### PARTS OF THE EXERCISE
(a) Decide whether each statement agrees with the Kisii banana plant article: (i) the European Union contributed Sh110 million toward the processor; (ii) Principal Secretary Julius Korir commissioned the plant; (iii) twenty counties took part in the pilot programme. Answer yes or no for each, and quote the words of the article that settle it.
(b) Return the part of the Kisii banana plant article from "He said the" up to and including "been greatly felt.", copied without change.

[TEXT SECTION Boundary: Start]

The acting Devolution Cabinet Secretary, Eugene Wamalwa Tuesday commissioned a banana processing plant on the outskirts of Kisii town.
Speaking during the function which was held at the plant site, Wamalwa said the banana plant is well-placed in a county that is one of the leading producers of bananas in the whole world.
“The processing plant will in effect not lack raw materials to process. It is our hope that this will contribute to the steady income of producers and other value-chain actors. It is also worth mentioning that the plant comes at an opportune time as it will provide an alternative market for producers,” said the CS.
Wamalwa pointed out that the factory will be expected to minimise the role of middlemen and improve the sale margins for producers thereby enhancing the county’s revenue base through levies on producers from the factory.
He said the processor had been funded at a cost of Sh158 million, with the county government catering for over Sh40 million and the European Union (EU) contributing Sh110 million.
State Department for Devolution Principal Secretary (PS), Julius Korir said the Ministry is excited about the project as it will greatly impact farmers, banana value-chain actors, the county and country as a whole.
“At the same time, it will achieve its inter-governmental role of fostering a good working collaboration and consultation with the counties. This is a mandate that we as the Ministry look forward to deepening,” Korir added.
The PS noted that the Ministry was looking forward to spreading the local economic development initiative to the rest of the counties since 15 counties were part of the pilot programme and the impact has been greatly felt.
EU Representative, Stephen Wahome said they were proud of the collaboration between national and county governments and projects such as the banana plant is proof that the system of devolution that Kenyans chose for themselves is working.

[TEXT SECTION Boundary: End]
[DATASET EXCERPTS Boundary: Start]

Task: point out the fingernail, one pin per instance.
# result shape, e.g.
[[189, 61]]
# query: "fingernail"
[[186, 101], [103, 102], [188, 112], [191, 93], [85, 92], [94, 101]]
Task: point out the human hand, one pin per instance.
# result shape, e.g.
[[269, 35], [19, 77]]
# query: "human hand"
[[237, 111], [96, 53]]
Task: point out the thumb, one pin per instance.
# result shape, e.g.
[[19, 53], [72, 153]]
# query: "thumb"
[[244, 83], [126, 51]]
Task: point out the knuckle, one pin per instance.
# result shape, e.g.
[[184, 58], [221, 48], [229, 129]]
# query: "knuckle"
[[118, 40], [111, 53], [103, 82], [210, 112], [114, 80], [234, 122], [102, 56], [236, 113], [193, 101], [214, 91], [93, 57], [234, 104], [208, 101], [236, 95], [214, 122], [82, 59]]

[DATASET EXCERPTS Boundary: End]

### SET OF ANSWERS
(a)
(i) Yes: "the European Union (EU) contributing Sh110 million"
(ii) No: "The acting Devolution Cabinet Secretary, Eugene Wamalwa Tuesday commissioned a banana processing plant"
(iii) No: "15 counties were part of the pilot programme"

(b)
He said the processor had been funded at a cost of Sh158 million, with the county government catering for over Sh40 million and the European Union (EU) contributing Sh110 million.
State Department for Devolution Principal Secretary (PS), Julius Korir said the Ministry is excited about the project as it will greatly impact farmers, banana value-chain actors, the county and country as a whole.
“At the same time, it will achieve its inter-governmental role of fostering a good working collaboration and consultation with the counties. This is a mandate that we as the Ministry look forward to deepening,” Korir added.
The PS noted that the Ministry was looking forward to spreading the local economic development initiative to the rest of the counties since 15 counties were part of the pilot programme and the impact has been greatly felt.